Selected extract
——

From: Melior Via
Reviewed by: Sitting Duck
Accursed is a new RPG from Melior Via.
Of all the genres represented on the RPG market, fantasy is probably the most saturated. It can be a tricky matter to introduce a new fantasy setting without it coming across as more of the same. Even being “dark” won’t guarantee that it’ll stand out, as there is no shortage of that particular style of fantasy. Even so, Accursed makes a game attempt to carve out its own spot.
From page 14:
“Nothing has transformed Morden more than the wars in its recent history. Over the centuries, the land transformed from a fertile but undeveloped subcontinent to a blustering mix of cultures and civilizations. Then, the Grand Coven invaded and battled the Armies of Light. The war devastated the region, toppled the governments, and resulted in untold deaths.”
Accursed takes place on the continent of Morden, which has a technological development roughly equivalent to 16th-17th century Europe. As indicated in the above quote, the defining event in Morden’s history was the decades-long Bane War. This involved an alliance of thirteen witches known as the Grand Coven coming from across the Darkwall Peaks with their armies of magically altered beasts and humans known respectively as Banes and Accursed (the latter are alternately known as Witchmarked). The nations of Morden responded by forming the Armies of Light to stand against the Grand Coven. In spite of this unity, the superior numbers and magic of the Coven chipped away at their forces in what was proving to be a war of attrition. In desperation, a plan was concocted to directly slay one of the Witches with the aid of the Seelie Fey. While this did result in the apparent demise of the Witch known as the Djinn, it did so at the cost of the Seelie and the leaders of Morden’s nations as well. However, the Djinn’s fate helped cause the Grand Coven to fracture, with many of its members retreating back to the Darkwall Peaks. Those that remain have filled in the power vacuum and control Morden either directly or through human proxies. With active hostilities having ceased, the Witchmarked have largely been abandoned by their creators to their own devices. Among these are Accursed who have retained enough of their humanity to remember their past lives. To give these conflicted beings purpose, the Enochian Church (the monotheistic good guy spiritual organization of Morden) created the Order of the Penitent to help them more effectively stand against the Witches. Although characters don’t have to be members of the Order, it provides a good rationale for them to work together against what remains of the Grand Coven.
The Gazetteer opens up with a potted history of Morden with a particular focus on the Bane War. This is followed up with a description of the various nations. Each nation gets a general overview of its history, its culture and government, what role it played during the Bane War, and its current situation. Some of the more notable personalities associated with the nation in question are also described. Factions with no particular link to any one country such as the Fey and the Enochian Church are also covered. This provides enough material for the GM to work with while leaving some blanks for him to fill in with his own creativity.

——

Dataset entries

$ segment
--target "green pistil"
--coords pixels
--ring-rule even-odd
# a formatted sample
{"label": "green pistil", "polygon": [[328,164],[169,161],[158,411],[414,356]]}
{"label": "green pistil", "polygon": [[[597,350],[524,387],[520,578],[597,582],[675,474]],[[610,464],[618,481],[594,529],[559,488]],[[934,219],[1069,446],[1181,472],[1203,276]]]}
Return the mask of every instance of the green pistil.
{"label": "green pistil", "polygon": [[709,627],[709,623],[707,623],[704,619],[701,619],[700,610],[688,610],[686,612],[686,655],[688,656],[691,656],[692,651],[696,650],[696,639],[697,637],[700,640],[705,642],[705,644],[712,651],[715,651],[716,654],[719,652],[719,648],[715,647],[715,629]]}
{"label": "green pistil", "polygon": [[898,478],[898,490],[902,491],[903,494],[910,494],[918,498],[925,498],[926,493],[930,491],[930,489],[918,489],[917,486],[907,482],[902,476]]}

——

Problem to solve
Continue the review of the Accursed RPG, starting after its last sentence.

Reply
The Character Creation chapter features the usual assortment of character races, Edges, Hindrances, and similar relevant material. While an option for human characters is provided, the default assumption is that players will be running Accursed characters. A total of eight Witchmarked types are provided, representing a wide variety of monster types using a mix of folklore and the classic monster movies from Universal and Hammer for inspiration. How well balanced they are between each other is difficult to gauge, as many of the abilities and weaknesses used do not appear in the Race Generator from the Savage Worlds Core Book. However, there is a sense that it’s not entirely even (Mongrels in particular come across as being gimped). Also included are a series of optional setting rules. My favorite among these is the Pain Management rule, which I believe helps capture the tone of the setting. Another interesting modification is how some Core Book skills have been merged, with Climbing and Swimming becoming Athletics while Lockpicking and Stealth become Subterfuge. Such condensation of skills have been suggested by posters on the Pinnacle forums, but this is the first time I can recall it being employed in a published setting.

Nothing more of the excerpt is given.